_Written instruction_: Retype all of the material below exactly as it appears, but leave the pictures out of your copy.

_The data_:
=======

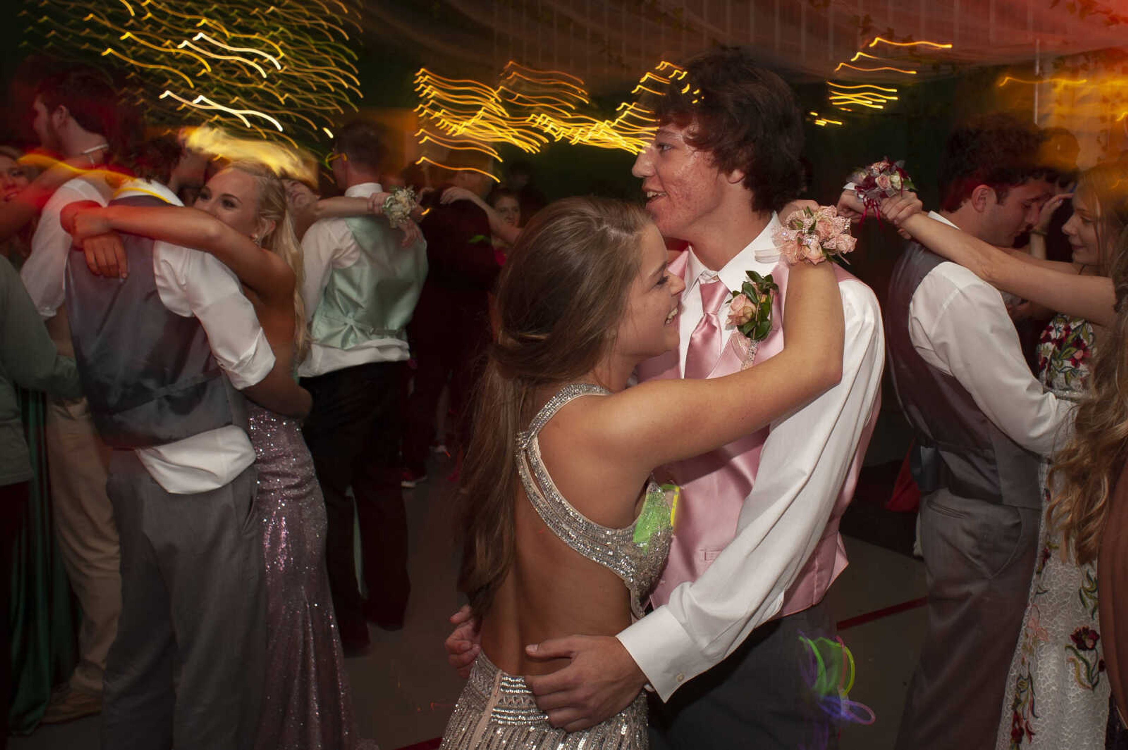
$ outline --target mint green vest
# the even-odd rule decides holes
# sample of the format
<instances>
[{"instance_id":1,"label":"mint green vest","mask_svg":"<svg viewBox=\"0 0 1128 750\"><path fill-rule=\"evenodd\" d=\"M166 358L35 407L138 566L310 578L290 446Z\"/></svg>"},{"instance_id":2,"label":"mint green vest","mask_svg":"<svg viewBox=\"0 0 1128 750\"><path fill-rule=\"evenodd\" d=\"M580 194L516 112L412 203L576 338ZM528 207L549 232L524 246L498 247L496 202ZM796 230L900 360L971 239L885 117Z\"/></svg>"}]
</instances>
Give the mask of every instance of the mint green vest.
<instances>
[{"instance_id":1,"label":"mint green vest","mask_svg":"<svg viewBox=\"0 0 1128 750\"><path fill-rule=\"evenodd\" d=\"M343 220L361 259L334 268L310 321L321 346L352 349L372 339L407 340L406 328L426 278L426 242L400 247L403 234L385 218Z\"/></svg>"}]
</instances>

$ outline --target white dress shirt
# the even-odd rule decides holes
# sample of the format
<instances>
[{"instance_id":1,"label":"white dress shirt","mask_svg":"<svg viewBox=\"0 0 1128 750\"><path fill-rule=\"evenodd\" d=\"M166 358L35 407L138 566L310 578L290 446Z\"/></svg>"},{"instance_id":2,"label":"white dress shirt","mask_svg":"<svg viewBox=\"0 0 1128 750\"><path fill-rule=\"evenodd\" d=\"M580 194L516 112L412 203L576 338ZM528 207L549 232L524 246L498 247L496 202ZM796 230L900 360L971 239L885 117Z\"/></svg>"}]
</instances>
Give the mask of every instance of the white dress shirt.
<instances>
[{"instance_id":1,"label":"white dress shirt","mask_svg":"<svg viewBox=\"0 0 1128 750\"><path fill-rule=\"evenodd\" d=\"M44 319L54 318L55 312L67 303L63 279L72 242L60 222L63 206L78 200L94 200L104 206L109 203L112 194L105 180L88 175L63 182L43 206L39 225L32 235L32 255L20 268L19 277Z\"/></svg>"},{"instance_id":2,"label":"white dress shirt","mask_svg":"<svg viewBox=\"0 0 1128 750\"><path fill-rule=\"evenodd\" d=\"M135 195L156 195L174 206L184 205L164 185L143 180L129 182L114 197ZM177 315L200 321L231 385L241 390L270 374L274 354L254 305L227 266L206 252L158 241L152 247L152 270L160 301ZM250 439L235 425L141 448L136 455L149 475L174 494L219 489L255 462Z\"/></svg>"},{"instance_id":3,"label":"white dress shirt","mask_svg":"<svg viewBox=\"0 0 1128 750\"><path fill-rule=\"evenodd\" d=\"M681 363L702 316L697 285L720 276L730 289L739 289L744 271L772 273L779 258L772 239L777 226L773 215L764 231L716 274L690 250L682 293ZM676 588L669 604L618 634L663 700L724 660L754 628L775 616L841 492L881 389L884 334L870 287L846 279L838 288L846 322L841 381L772 423L737 535L708 570Z\"/></svg>"},{"instance_id":4,"label":"white dress shirt","mask_svg":"<svg viewBox=\"0 0 1128 750\"><path fill-rule=\"evenodd\" d=\"M379 182L362 182L346 189L345 196L369 198L382 190ZM361 249L343 218L323 218L306 231L301 239L301 253L306 276L301 296L306 303L306 319L311 321L329 283L329 274L335 268L356 265L361 259ZM298 374L312 377L370 361L403 361L408 357L407 342L399 339L370 339L352 349L323 346L315 340L310 341L309 356L298 367Z\"/></svg>"},{"instance_id":5,"label":"white dress shirt","mask_svg":"<svg viewBox=\"0 0 1128 750\"><path fill-rule=\"evenodd\" d=\"M935 212L928 215L955 226ZM909 339L925 361L959 381L1008 438L1047 457L1061 445L1075 405L1042 389L1030 372L1003 296L990 284L959 264L933 268L909 302Z\"/></svg>"}]
</instances>

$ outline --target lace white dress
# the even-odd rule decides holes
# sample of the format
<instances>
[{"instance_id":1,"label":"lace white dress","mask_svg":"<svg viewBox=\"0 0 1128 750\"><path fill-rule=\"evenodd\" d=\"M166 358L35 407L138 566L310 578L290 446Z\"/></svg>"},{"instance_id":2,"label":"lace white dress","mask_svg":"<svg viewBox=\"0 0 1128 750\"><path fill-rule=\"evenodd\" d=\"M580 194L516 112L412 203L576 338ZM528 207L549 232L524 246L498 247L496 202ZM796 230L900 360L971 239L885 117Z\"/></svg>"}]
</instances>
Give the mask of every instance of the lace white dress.
<instances>
[{"instance_id":1,"label":"lace white dress","mask_svg":"<svg viewBox=\"0 0 1128 750\"><path fill-rule=\"evenodd\" d=\"M1057 315L1038 347L1039 380L1060 399L1077 400L1087 387L1093 329ZM1049 501L1042 462L1042 507ZM998 750L1100 750L1109 714L1109 680L1096 616L1096 568L1061 559L1061 535L1039 534L1039 557L1022 634L1011 661Z\"/></svg>"}]
</instances>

=======

_Exercise solution_:
$ outline --target mint green vest
# the even-odd rule decides holes
# sample of the format
<instances>
[{"instance_id":1,"label":"mint green vest","mask_svg":"<svg viewBox=\"0 0 1128 750\"><path fill-rule=\"evenodd\" d=\"M166 358L35 407L138 566L310 578L290 446Z\"/></svg>"},{"instance_id":2,"label":"mint green vest","mask_svg":"<svg viewBox=\"0 0 1128 750\"><path fill-rule=\"evenodd\" d=\"M580 194L516 112L412 203L576 338ZM528 207L549 232L524 246L498 247L496 202ZM796 230L900 360L971 239L885 117Z\"/></svg>"}]
</instances>
Give the mask of every instance of the mint green vest.
<instances>
[{"instance_id":1,"label":"mint green vest","mask_svg":"<svg viewBox=\"0 0 1128 750\"><path fill-rule=\"evenodd\" d=\"M343 220L361 259L334 268L310 321L321 346L352 349L372 339L407 340L406 328L426 278L426 242L400 247L403 234L385 218Z\"/></svg>"}]
</instances>

$ outline --target white dress shirt
# the even-odd rule decides holes
# sample of the format
<instances>
[{"instance_id":1,"label":"white dress shirt","mask_svg":"<svg viewBox=\"0 0 1128 750\"><path fill-rule=\"evenodd\" d=\"M166 358L35 407L138 566L310 578L290 446Z\"/></svg>"},{"instance_id":2,"label":"white dress shirt","mask_svg":"<svg viewBox=\"0 0 1128 750\"><path fill-rule=\"evenodd\" d=\"M580 194L516 112L412 203L576 338ZM528 207L549 232L524 246L498 247L496 202ZM796 230L900 360L971 239L885 117Z\"/></svg>"}]
</instances>
Give the mask of every instance of the white dress shirt.
<instances>
[{"instance_id":1,"label":"white dress shirt","mask_svg":"<svg viewBox=\"0 0 1128 750\"><path fill-rule=\"evenodd\" d=\"M44 319L54 318L55 312L67 303L63 279L72 242L60 222L63 206L78 200L94 200L104 206L109 203L112 194L105 180L88 175L63 182L43 206L39 225L32 235L32 255L20 268L19 277Z\"/></svg>"},{"instance_id":2,"label":"white dress shirt","mask_svg":"<svg viewBox=\"0 0 1128 750\"><path fill-rule=\"evenodd\" d=\"M135 195L156 195L174 206L184 205L164 185L143 180L129 182L114 197ZM177 315L200 321L231 385L241 390L270 374L274 354L254 305L227 266L206 252L158 241L152 247L152 270L160 301ZM250 439L235 425L141 448L136 455L149 475L174 494L219 489L255 462Z\"/></svg>"},{"instance_id":3,"label":"white dress shirt","mask_svg":"<svg viewBox=\"0 0 1128 750\"><path fill-rule=\"evenodd\" d=\"M681 363L702 316L697 285L720 276L730 289L739 289L744 271L772 273L779 258L772 239L777 226L773 215L764 231L716 274L690 250L682 293ZM676 588L669 604L618 634L663 700L724 660L754 628L775 616L841 492L881 389L884 334L870 287L846 279L838 288L846 322L841 381L772 423L737 535L708 570Z\"/></svg>"},{"instance_id":4,"label":"white dress shirt","mask_svg":"<svg viewBox=\"0 0 1128 750\"><path fill-rule=\"evenodd\" d=\"M379 182L362 182L346 189L345 196L369 198L382 190ZM361 249L343 218L323 218L306 231L301 239L301 253L306 276L301 296L306 303L306 319L311 321L329 283L329 274L335 268L356 265L361 259ZM298 374L312 377L370 361L403 361L408 357L407 342L399 339L370 339L352 349L323 346L315 340L310 341L309 356L298 367Z\"/></svg>"},{"instance_id":5,"label":"white dress shirt","mask_svg":"<svg viewBox=\"0 0 1128 750\"><path fill-rule=\"evenodd\" d=\"M935 212L928 215L955 226ZM909 339L925 361L959 381L1008 438L1047 457L1061 445L1075 405L1042 389L1030 372L1003 296L990 284L959 264L933 268L909 302Z\"/></svg>"}]
</instances>

$ outline --target lace white dress
# the even-odd rule decides holes
# sample of the format
<instances>
[{"instance_id":1,"label":"lace white dress","mask_svg":"<svg viewBox=\"0 0 1128 750\"><path fill-rule=\"evenodd\" d=\"M166 358L35 407L138 566L310 578L290 446Z\"/></svg>"},{"instance_id":2,"label":"lace white dress","mask_svg":"<svg viewBox=\"0 0 1128 750\"><path fill-rule=\"evenodd\" d=\"M580 194L516 112L412 203L576 338ZM528 207L549 232L524 246L498 247L496 202ZM796 230L900 360L971 239L885 117Z\"/></svg>"}]
</instances>
Give the mask of every instance of the lace white dress.
<instances>
[{"instance_id":1,"label":"lace white dress","mask_svg":"<svg viewBox=\"0 0 1128 750\"><path fill-rule=\"evenodd\" d=\"M1057 315L1038 347L1039 380L1060 399L1077 400L1087 387L1093 329ZM1049 501L1042 462L1042 507ZM998 750L1100 750L1109 714L1109 680L1096 616L1096 568L1061 559L1061 535L1039 534L1039 557L1022 634L1011 661Z\"/></svg>"}]
</instances>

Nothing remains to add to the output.